=== Extract to read ===

EL PASO — At least 39 migrants died in a fire Monday night after flames engulfed a migrant facility in Ciudad Juárez, near the Rio Grande.

The National Immigration Institute, Mexico’s immigration regulatory office, said the fire started at about 10 p.m. in one of its facilities in Juárez, near a bridge that connects the Mexican city to El Paso.

There were a total of 68 men in the facility, 29 of whom were injured and transported to four local hospitals in “delicate-serious conditions,” the institute said in a statement.

The men are from Central and South America, and Mexican officials are working with consulates to help identify the victims, the institute said.

During his daily morning news conference, Mexican President Andrés Manuel López Obrador said the fire started when migrants at the detention center learned they were being deported and set fire to mattresses in protest.

In a statement, the immigration institute called for an investigation and said it “expresses its willingness to assist in the investigation, to clarify these unfortunate events. This immigration authority will promptly monitor the evolution of the health status of those who are hospitalized and will provide full support to the families of the victims. The National Institute of Migration strongly rejects the acts that led to this tragedy.”

In recent months, migrants from Central and South America have arrived at the Texas–Mexico border, many of whom are seeking asylum in the United States after fleeing corrupt governments, violence, and impoverished conditions in their respective countries.

Since March 2020, U.S. Border Patrol agents have turned away many people attempting to enter the country, including migrants seeking asylum, because of the federal emergency health order known as Title 42. Agents have used Title 42 more than 2.6 million times to turn away migrants at the southern border.

===

Requirement 1: Rewrite the paragraph of the article on the Ciudad Juárez fire that begins "Since March 2020" as a single shorter sentence that keeps its main facts.
Requirement 2: Take the article on the Ciudad Juárez fire further, continuing from its final sentence.
None of the material after this article is needed for the work here.

=== Data excerpts ===

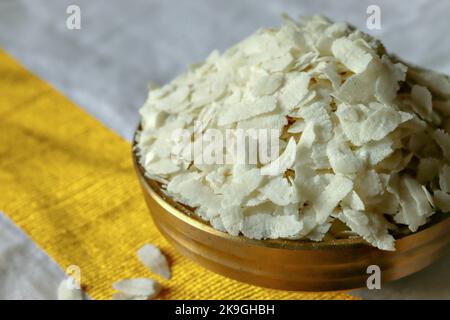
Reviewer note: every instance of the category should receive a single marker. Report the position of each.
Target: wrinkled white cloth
(123, 45)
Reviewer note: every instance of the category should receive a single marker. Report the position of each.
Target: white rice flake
(67, 290)
(141, 287)
(282, 163)
(335, 191)
(350, 54)
(152, 257)
(361, 135)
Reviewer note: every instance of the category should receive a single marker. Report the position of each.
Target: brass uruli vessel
(290, 264)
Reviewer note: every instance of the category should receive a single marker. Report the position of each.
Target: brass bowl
(290, 264)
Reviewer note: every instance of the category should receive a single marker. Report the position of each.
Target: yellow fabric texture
(68, 182)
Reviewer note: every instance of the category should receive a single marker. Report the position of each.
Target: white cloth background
(123, 45)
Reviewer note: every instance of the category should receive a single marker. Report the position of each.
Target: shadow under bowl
(290, 264)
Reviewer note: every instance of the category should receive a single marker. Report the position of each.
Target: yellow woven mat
(68, 182)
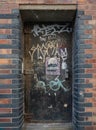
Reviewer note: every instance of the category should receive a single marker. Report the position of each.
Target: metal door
(48, 72)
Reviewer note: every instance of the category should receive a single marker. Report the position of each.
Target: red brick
(90, 61)
(92, 70)
(5, 21)
(5, 51)
(5, 91)
(5, 110)
(5, 61)
(5, 81)
(3, 120)
(5, 101)
(89, 128)
(5, 71)
(3, 11)
(5, 41)
(5, 31)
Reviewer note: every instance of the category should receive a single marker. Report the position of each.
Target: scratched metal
(48, 72)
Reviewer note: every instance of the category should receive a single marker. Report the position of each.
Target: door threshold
(47, 126)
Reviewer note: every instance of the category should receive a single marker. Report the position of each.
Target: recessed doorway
(48, 65)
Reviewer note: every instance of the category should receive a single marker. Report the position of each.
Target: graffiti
(52, 66)
(54, 85)
(48, 50)
(64, 57)
(49, 30)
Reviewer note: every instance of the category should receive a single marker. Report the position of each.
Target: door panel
(48, 72)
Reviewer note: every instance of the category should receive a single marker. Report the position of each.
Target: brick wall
(84, 64)
(11, 90)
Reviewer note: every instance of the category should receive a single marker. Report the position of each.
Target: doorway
(48, 72)
(48, 65)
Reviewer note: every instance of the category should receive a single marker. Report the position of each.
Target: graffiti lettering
(49, 30)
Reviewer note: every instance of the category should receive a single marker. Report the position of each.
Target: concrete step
(47, 126)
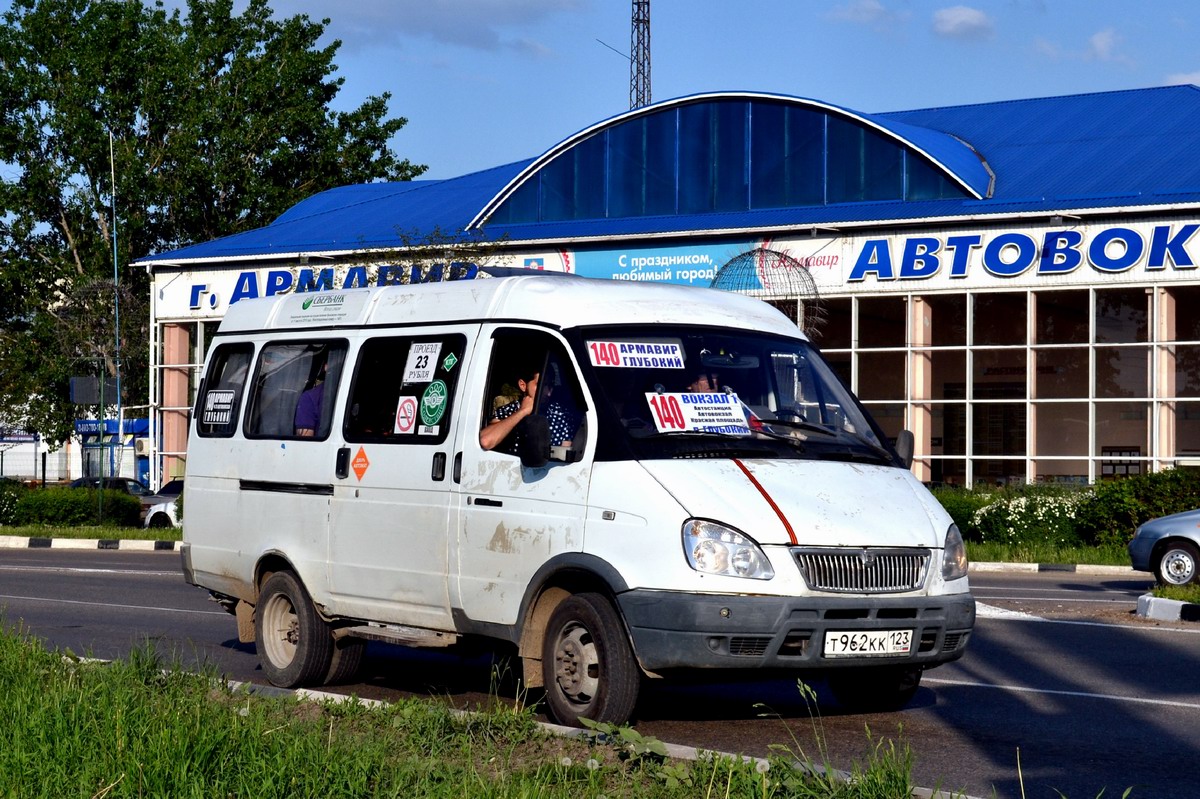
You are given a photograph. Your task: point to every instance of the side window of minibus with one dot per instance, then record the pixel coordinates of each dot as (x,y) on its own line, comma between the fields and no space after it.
(219,402)
(403,389)
(293,389)
(528,362)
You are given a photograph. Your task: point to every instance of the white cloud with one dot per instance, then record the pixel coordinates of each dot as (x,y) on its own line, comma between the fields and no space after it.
(963,22)
(1103,46)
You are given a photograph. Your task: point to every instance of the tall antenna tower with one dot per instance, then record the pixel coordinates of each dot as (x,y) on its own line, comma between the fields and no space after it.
(640,55)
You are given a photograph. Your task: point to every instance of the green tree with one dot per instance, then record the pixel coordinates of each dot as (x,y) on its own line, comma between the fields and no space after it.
(213,122)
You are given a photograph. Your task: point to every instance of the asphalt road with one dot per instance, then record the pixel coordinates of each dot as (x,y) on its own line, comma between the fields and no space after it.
(1061,679)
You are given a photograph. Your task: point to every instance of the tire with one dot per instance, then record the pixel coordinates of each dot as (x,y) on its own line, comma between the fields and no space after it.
(347,660)
(295,647)
(587,664)
(1176,564)
(875,690)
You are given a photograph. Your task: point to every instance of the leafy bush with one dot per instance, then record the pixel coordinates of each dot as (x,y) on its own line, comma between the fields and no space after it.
(961,504)
(67,506)
(1031,516)
(1035,514)
(10,492)
(1116,508)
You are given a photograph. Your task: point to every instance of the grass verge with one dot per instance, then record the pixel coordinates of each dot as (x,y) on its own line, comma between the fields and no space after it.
(97,532)
(1181,593)
(137,728)
(1110,556)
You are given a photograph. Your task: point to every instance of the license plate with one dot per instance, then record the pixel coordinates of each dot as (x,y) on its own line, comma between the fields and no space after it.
(868,643)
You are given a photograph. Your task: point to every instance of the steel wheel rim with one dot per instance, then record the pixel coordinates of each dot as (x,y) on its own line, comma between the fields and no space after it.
(1179,568)
(281,630)
(577,664)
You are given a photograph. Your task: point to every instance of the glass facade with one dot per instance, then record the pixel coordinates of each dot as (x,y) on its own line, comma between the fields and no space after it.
(1065,385)
(721,156)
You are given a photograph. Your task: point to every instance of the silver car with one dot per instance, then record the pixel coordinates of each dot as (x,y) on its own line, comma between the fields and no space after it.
(1170,547)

===

Task response 1: Since March 2020, U.S. Border Patrol agents have used the federal health order Title 42 more than 2.6 million times to turn away people at the southern border, including migrants seeking asylum.

Task response 2:
The Biden administration plans to end on May 11 the COVID-19 national and public health order, which had allowed the government to invoke Title 42. The national health order, which was imposed by the Trump administration in January 2020 and renewed every ninety days since then, helped Americans receive COVID-19 tests and vaccines against the coronavirus at the government’s expense. The end of the COVID-19 national health order means that Title 42 will also automatically come to a halt.

In January, the Biden administration also created a new immigration plan that would allow thirty thousand migrants per month from Cuba, Haiti, Nicaragua, and Venezuela to enter the country and be able to work legally for up to two years.

In order to qualify, people must apply using a cellphone application called CBP One to make an appointment at a port of entry before they try to enter the U.S. But some migrants have reported that the cellphone application has crashed repeatedly, leaving them stranded in Mexican border towns.